Pick up the argument about Zotero and the add-on review proposal where it stops, and continue it.

## START GIVEN TEXT

You did say that. Here's another tidbit: A witty saying proves nothing. If
you're very fond of legal analogies, then a) look up the controversy around
that statement (you treat it like it's a well-accepted truism in law -- it
is not, and it's opposite has plenty support), and b) read some Dworkin and
you'll perhaps understand why not all of us deem the current proposal
well-balanced.

> > Zotero used to be a major differentiating feature for Firefox. I believe
> > it's now available in other places, but I'm sure people still use
> > Firefox because they wanted to use Zotero. Why are we treating these
> > people like the enemy?
> >
>
> Let's avoid inflammatory statements here, please. Everything is a
> tradeoff, and it may be possible.
>

Yes, it may be, but to call Zotero a security hazard is just as
inflammatory. And Zotero *is* quite explicitly lumped in with the enemy
(expect them to turn any day now!), and their users are asked to "take one
for the team" where they were previously not on that team at all, and may
have no desire to be on that team.

> On a personal level, I can't attest to Zotero (or really any organization)
> being a trustable organization.

Exactly. EXACTLY. And neither can any of the AMO reviewers. But Zotero's
users *can*. So why is a body that by its own admission cannot make a
sensible statement about the trustworthiness of Zotero interjecting itself
in the dialog between Zotero and its users? Because of the general case,
yes. But the so-called "hard cases", even if you go by that creed, still
give judges freedom in applying the law reasonably rather than blithely.
The current proposal is admittedly simple from an application point of
view. Simple does not mean correct, or even fair. Here, another pithy
quote: For every complex problem there is an answer that is clear, simple,
and wrong.

## END GIVEN TEXT
## START EXCERPTED DATA

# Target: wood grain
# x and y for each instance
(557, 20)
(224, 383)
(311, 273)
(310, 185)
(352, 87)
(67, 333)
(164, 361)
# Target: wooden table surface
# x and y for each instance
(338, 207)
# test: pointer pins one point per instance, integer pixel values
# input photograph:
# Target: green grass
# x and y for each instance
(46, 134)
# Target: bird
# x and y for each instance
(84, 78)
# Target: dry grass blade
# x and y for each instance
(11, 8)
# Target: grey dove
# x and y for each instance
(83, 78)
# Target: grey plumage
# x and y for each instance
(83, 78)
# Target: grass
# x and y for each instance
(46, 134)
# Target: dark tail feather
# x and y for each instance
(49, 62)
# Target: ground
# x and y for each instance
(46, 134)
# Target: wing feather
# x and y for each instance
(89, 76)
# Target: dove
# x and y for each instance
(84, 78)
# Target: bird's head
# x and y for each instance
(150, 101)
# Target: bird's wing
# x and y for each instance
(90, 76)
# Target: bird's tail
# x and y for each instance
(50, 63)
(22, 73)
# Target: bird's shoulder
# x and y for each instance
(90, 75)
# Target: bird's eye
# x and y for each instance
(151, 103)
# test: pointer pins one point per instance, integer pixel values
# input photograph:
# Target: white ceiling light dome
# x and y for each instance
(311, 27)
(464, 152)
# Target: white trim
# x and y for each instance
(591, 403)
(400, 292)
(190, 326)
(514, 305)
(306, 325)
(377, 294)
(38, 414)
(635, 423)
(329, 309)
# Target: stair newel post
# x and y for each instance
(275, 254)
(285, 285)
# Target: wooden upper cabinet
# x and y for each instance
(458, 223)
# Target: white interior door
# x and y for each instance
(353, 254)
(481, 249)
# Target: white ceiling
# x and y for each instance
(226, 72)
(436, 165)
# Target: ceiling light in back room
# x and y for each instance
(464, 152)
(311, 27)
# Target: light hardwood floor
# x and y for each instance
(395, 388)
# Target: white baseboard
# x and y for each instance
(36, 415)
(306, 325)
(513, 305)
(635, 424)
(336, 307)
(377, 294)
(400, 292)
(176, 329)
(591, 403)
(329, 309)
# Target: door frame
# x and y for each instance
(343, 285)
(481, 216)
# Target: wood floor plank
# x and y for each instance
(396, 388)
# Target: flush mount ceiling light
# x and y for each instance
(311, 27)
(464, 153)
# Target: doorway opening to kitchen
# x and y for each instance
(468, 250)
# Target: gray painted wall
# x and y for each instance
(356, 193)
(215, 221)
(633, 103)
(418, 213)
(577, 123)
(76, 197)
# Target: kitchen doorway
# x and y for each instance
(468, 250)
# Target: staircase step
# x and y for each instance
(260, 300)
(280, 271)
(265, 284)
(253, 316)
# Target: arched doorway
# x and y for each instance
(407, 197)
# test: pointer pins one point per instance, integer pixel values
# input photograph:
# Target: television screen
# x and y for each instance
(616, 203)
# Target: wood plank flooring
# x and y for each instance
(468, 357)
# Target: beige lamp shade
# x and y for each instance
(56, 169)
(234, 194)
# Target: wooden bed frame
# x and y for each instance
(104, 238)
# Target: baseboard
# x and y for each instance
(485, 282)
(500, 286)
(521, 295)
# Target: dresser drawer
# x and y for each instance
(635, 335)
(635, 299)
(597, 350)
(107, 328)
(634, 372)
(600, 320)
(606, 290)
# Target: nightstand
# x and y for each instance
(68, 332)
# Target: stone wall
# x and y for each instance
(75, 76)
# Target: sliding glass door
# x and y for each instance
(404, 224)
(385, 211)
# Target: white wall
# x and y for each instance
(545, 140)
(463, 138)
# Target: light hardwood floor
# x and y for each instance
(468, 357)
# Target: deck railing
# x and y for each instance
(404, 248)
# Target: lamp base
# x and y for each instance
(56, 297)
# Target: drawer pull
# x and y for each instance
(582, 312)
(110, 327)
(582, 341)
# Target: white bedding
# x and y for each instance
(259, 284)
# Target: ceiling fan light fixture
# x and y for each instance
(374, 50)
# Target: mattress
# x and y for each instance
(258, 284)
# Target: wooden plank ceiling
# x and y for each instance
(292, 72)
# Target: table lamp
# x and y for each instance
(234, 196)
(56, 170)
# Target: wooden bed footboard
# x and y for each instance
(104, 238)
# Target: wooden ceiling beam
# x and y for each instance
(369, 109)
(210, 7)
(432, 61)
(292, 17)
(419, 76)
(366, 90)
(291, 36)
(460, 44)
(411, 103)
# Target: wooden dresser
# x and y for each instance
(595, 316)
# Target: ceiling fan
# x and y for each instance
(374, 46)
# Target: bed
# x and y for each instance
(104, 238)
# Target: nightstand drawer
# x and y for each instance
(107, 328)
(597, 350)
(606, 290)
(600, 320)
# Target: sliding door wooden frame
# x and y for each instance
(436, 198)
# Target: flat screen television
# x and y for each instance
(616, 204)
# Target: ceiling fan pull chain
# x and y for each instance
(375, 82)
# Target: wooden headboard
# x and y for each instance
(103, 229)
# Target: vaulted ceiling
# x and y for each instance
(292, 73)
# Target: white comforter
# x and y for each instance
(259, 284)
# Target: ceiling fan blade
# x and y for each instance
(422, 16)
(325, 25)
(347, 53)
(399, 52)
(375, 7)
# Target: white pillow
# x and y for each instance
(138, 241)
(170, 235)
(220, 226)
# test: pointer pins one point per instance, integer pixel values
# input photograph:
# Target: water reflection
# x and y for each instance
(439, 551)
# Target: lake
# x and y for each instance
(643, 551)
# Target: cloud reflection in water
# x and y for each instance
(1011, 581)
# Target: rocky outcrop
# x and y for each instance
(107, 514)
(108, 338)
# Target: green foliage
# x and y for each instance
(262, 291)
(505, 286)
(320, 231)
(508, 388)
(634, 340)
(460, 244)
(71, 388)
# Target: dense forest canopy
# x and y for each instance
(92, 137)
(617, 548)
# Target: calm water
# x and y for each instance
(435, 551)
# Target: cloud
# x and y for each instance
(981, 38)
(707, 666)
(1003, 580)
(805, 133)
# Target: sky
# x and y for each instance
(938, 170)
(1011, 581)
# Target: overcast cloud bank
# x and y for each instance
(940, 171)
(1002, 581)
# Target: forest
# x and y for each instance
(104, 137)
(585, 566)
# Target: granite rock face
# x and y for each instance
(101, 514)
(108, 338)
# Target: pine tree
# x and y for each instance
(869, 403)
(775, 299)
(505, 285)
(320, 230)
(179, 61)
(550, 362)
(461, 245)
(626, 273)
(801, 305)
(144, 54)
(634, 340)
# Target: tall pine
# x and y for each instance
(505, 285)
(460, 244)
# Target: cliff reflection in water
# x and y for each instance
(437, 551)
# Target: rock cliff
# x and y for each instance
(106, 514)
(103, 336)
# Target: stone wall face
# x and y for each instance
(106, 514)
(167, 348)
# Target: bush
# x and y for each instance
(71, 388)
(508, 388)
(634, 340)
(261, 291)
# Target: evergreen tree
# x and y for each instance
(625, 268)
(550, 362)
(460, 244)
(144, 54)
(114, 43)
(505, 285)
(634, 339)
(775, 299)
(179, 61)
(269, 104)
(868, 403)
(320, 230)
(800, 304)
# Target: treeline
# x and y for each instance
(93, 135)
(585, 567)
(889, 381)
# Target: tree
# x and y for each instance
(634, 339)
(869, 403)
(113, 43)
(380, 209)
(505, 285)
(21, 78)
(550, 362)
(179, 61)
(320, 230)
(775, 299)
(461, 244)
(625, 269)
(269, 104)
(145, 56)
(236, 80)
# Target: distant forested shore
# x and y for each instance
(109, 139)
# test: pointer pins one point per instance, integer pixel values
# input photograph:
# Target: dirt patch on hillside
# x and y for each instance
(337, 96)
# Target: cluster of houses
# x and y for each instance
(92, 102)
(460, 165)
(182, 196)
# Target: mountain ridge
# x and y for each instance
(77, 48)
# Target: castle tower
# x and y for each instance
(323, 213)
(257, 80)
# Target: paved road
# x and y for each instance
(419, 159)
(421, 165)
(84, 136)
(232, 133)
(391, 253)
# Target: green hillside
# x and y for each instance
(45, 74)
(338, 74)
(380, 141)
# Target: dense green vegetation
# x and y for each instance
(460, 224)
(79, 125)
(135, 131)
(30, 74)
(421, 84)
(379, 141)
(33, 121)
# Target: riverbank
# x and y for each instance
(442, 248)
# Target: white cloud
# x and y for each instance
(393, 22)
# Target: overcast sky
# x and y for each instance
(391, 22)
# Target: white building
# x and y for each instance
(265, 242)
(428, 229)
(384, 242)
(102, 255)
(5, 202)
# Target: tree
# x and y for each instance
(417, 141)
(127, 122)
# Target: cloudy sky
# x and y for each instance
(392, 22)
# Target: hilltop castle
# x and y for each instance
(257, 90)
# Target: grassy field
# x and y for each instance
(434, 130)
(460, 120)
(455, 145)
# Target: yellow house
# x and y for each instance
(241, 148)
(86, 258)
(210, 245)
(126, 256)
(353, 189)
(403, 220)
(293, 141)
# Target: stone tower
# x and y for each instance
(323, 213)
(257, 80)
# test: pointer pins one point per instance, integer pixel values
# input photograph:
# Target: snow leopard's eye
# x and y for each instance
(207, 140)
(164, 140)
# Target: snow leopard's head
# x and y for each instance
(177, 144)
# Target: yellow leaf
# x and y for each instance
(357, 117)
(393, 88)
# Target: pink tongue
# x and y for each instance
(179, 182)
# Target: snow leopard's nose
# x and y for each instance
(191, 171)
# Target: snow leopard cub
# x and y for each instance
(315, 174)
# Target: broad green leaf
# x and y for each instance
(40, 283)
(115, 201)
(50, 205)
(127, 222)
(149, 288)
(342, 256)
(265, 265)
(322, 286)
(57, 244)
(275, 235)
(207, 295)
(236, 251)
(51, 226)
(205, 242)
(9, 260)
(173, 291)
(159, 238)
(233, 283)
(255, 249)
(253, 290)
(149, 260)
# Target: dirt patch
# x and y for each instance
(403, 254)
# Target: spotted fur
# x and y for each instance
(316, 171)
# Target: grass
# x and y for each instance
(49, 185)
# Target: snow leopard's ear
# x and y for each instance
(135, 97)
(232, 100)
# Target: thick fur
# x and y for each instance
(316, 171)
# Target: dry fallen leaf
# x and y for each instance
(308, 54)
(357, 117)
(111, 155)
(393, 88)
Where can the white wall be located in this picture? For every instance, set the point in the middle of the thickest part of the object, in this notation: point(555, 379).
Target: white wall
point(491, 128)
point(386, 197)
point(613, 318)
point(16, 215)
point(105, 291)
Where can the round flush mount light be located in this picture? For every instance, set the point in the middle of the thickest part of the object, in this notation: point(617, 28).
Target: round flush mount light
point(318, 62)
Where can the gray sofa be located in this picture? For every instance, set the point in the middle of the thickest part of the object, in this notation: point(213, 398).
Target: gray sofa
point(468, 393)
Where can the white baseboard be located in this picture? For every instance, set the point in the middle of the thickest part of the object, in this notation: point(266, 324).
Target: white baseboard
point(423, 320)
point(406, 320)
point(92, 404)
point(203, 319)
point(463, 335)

## END EXCERPTED DATA

**ANSWER FOR THIS EXERCISE**
> How do we do this, in a fair and balanced
> way? If there's a strong policy proposal put forth, I think we'd consider
> it, but I don't have any ideas that don't potentially put our users at
> significantly greater risk.

And which does not put the Zotero users at significantly greater risk. Being denied service is also a quality risk, and this problem does not get any kind of acknowledgement at all in the debate.

Mike Connor

unread,
Oct 21, 2015, 7:58:17 PM10/21/15
to Emiliano Heyns, mozilla-addons-...@lists.mozilla.org
On 21 October 2015 at 14:00, Emiliano Heyns <emilian...@iris-advies.com>
wrote:

> On Wed, Oct 21, 2015 at 8:25 PM, Mike Connor wrote:
>
> >
> > Like I said, hard cases make bad law.
> >
>
> You did say that. Here's another tidbit: A witty saying proves nothing. If
> you're very fond of legal analogies, then a) look up the controversy around
> that statement (you treat it like it's a well-accepted truism in law -- it
> is not, and it's opposite has plenty support), and b) read some Dworkin and
> you'll perhaps understand why not all of us deem the current proposal
> well-balanced.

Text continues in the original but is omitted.